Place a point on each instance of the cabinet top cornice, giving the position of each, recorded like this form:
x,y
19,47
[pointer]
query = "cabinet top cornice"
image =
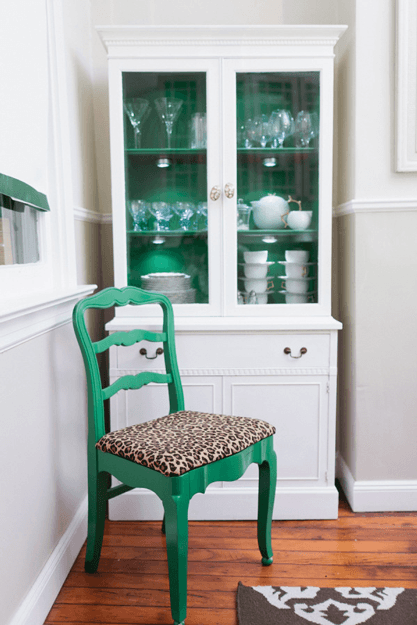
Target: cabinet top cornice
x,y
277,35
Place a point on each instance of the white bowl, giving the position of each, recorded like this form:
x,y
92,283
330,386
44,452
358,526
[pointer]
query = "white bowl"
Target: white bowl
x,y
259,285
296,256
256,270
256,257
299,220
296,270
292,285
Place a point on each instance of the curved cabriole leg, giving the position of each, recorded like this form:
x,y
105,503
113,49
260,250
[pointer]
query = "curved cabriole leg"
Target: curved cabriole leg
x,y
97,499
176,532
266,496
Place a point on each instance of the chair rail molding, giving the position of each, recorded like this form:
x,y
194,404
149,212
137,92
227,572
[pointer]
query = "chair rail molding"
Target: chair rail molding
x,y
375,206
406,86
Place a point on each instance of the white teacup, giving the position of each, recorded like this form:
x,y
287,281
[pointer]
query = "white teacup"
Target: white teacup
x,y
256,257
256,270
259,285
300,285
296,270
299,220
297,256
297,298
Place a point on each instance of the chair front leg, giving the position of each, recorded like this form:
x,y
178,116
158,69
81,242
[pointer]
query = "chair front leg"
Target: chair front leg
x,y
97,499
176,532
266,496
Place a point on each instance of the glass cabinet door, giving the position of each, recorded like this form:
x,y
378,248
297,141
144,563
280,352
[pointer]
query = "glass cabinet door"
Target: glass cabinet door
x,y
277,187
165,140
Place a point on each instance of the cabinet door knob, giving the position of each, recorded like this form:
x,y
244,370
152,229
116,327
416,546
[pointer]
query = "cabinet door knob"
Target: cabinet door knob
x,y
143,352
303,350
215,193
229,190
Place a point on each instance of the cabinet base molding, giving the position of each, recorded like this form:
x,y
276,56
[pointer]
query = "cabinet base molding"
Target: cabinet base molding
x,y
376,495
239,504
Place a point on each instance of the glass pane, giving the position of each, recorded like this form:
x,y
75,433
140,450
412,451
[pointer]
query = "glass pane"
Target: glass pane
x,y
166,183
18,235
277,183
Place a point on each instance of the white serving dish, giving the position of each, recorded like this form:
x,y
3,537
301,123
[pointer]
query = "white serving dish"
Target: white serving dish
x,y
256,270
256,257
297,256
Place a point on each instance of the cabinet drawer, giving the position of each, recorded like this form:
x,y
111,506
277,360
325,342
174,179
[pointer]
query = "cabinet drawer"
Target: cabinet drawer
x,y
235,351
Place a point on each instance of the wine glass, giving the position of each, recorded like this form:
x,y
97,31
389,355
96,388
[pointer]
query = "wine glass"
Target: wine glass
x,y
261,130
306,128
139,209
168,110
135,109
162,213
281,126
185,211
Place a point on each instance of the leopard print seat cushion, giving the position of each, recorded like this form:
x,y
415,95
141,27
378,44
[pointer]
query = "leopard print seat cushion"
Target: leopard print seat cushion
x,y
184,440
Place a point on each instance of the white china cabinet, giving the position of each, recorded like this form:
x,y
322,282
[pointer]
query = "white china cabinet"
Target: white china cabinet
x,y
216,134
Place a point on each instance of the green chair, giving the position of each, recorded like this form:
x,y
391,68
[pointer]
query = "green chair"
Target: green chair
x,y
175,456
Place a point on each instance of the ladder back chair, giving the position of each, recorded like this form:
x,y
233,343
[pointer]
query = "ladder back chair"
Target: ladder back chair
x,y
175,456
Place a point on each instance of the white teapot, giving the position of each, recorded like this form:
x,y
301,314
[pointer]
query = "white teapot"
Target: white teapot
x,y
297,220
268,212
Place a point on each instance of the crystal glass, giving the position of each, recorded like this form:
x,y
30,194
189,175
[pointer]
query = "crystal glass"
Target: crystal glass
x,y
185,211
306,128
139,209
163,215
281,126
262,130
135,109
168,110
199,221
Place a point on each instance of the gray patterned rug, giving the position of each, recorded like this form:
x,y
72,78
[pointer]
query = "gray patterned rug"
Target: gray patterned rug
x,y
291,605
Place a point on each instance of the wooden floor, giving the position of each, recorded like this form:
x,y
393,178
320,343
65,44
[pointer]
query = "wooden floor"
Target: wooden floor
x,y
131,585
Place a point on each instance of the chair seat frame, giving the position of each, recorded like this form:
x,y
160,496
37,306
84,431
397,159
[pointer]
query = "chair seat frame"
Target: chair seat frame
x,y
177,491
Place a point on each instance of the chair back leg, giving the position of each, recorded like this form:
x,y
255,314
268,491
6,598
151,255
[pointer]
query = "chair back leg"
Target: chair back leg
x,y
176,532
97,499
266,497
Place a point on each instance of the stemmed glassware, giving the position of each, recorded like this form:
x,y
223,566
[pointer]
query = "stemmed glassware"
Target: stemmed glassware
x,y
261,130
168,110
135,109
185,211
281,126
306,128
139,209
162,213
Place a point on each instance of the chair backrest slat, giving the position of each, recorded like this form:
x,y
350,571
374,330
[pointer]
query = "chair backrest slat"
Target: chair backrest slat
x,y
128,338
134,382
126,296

[YOUR GOAL]: Rewrite all of the material above, replacing every "Place a point on" with "Mark" and leaving everything else unchanged. Omit the pictures from your version.

[COMPLETED TASK]:
Mark each instance of the cabinet top cornice, giving the position of each, recorded like this form:
x,y
19,47
[pointer]
query = "cabinet top cornice"
image =
Target: cabinet top cornice
x,y
277,35
Mark each instance of the white bowl, giving the position of each, recorded like this form:
x,y
92,283
330,386
44,452
358,526
[pointer]
query = "white bowl"
Target: white bowl
x,y
259,285
296,256
256,270
256,257
299,220
296,270
292,285
Mark each instance of the curved cabriole leg, giving the position of each, recorded like this form:
x,y
105,503
113,49
260,250
[pointer]
query = "curved cabriole leg"
Target: curved cabriole leg
x,y
97,499
176,532
266,496
Mark each instance of the chair rail molding, giving the position of each, recorded like this form:
x,y
194,404
149,212
137,92
227,572
[pointer]
query = "chair rail molding"
Target: chair rail molding
x,y
375,206
406,86
Mark each instance of the white teacup, giving the position of each, recorded like this form:
x,y
287,281
[pointer]
query = "white teacup"
Target: white teacup
x,y
256,257
256,270
259,285
300,285
296,270
299,220
297,256
297,298
Mark each instance of the chair front leg, giving the position of each, recorded like this form:
x,y
178,116
158,69
81,242
[pointer]
query = "chair front leg"
Target: chair front leg
x,y
97,499
176,532
266,496
Mark each instance of the glass cabinet door, giving the position of each, recorded like this form:
x,y
378,248
297,141
144,563
280,352
[pointer]
query = "glass cabinet door"
Target: glass cabinet door
x,y
277,187
165,140
Mark each instance of the cabinet door knob, giving the position of each, recorded like this form:
x,y
244,370
152,229
116,327
416,546
[pointer]
query = "cabinet door knob"
Target: cabinet door knob
x,y
143,352
303,350
215,193
229,190
Mark each instance of the cabinet base molding, giving the position of each, recorded like this form:
x,y
276,56
[pointer]
query = "cabinet base molding"
Target: cabinet base molding
x,y
376,495
239,504
Mark each instance of the glass pane, giving the position of each, recorded like this form:
x,y
75,433
140,450
412,451
[pointer]
query = "glass pane"
Target: glass pane
x,y
166,183
18,235
277,183
Mark each instance of the white serving dish, giving the position of each, recorded like this form:
x,y
3,537
301,123
[pointer]
query = "white serving dish"
Target: white serving dish
x,y
256,270
256,257
297,256
Mark each instance of the cabinet drawer, giving the position of each, recorded like this form:
x,y
111,506
277,360
325,342
174,179
[pointer]
query = "cabinet drawer"
Target: cabinet drawer
x,y
235,351
Mark each instance of the wine glass, giving the position of each, recorded like this form:
x,y
97,31
389,355
96,388
[pointer]
query = "wine glass"
Target: wine glass
x,y
261,130
306,128
139,209
168,110
135,109
162,213
281,126
185,211
Mark each instance of the leopard print seat cushion, giving the position of each, recorded like this form:
x,y
415,95
141,27
378,44
[pointer]
query = "leopard print seat cushion"
Target: leopard print seat cushion
x,y
184,440
Mark each instance of the white china cabinet, giving the position of each, recorded like this form:
x,y
322,282
[pointer]
query = "white china cabinet"
Target: white china cabinet
x,y
216,134
Mark each instance of the green chair, giving the position of each, recorded like this form:
x,y
391,68
[pointer]
query = "green chair"
Target: green chair
x,y
175,456
Mark each instance of the ladder back chair, giving the position of each, recorded like this form:
x,y
233,343
[pointer]
query = "ladder back chair"
Target: ladder back chair
x,y
175,456
Mark each instance of the white teapot, giving the position of each, recorded like this form:
x,y
301,314
[pointer]
query = "white teapot"
Target: white teapot
x,y
297,220
268,212
Mark each instance of the crystal glass, giving the position of each, recorded like this form:
x,y
30,194
189,175
[pointer]
query = "crystal glass"
Target: crystal glass
x,y
185,211
306,128
139,209
163,215
281,126
262,130
135,109
168,110
199,221
Mark each instance of the gray patterned rug, giving the position of each, recorded like this form:
x,y
72,78
[pointer]
query = "gray patterned rug"
Target: gray patterned rug
x,y
291,605
Mark each instance of the wooden floor, giving the position of each, recorded like this form:
x,y
393,178
320,343
65,44
[pointer]
query = "wooden floor"
Target: wooden floor
x,y
131,585
Mark each instance of the chair seat frame, giving the position of each, recorded like this form:
x,y
160,496
37,306
84,431
397,159
[pointer]
query = "chair seat frame"
Target: chair seat frame
x,y
177,491
Mark each instance of the chair back leg, giving the position of each, recorded like this form:
x,y
255,314
268,491
6,598
151,255
[pointer]
query = "chair back leg"
Target: chair back leg
x,y
176,532
97,499
266,497
Mark each instance of the stemmed glassware, giving the position of each, recorded like this form:
x,y
223,566
[pointer]
query = "stemmed glassware"
Target: stemmed glassware
x,y
261,130
168,110
135,109
185,211
281,126
306,128
139,209
162,213
Mark each instance of the chair backrest slat, giving the position of each, recorded like this form:
x,y
350,571
374,330
[pointer]
query = "chair backrest slat"
Target: chair backrest slat
x,y
128,338
134,382
126,296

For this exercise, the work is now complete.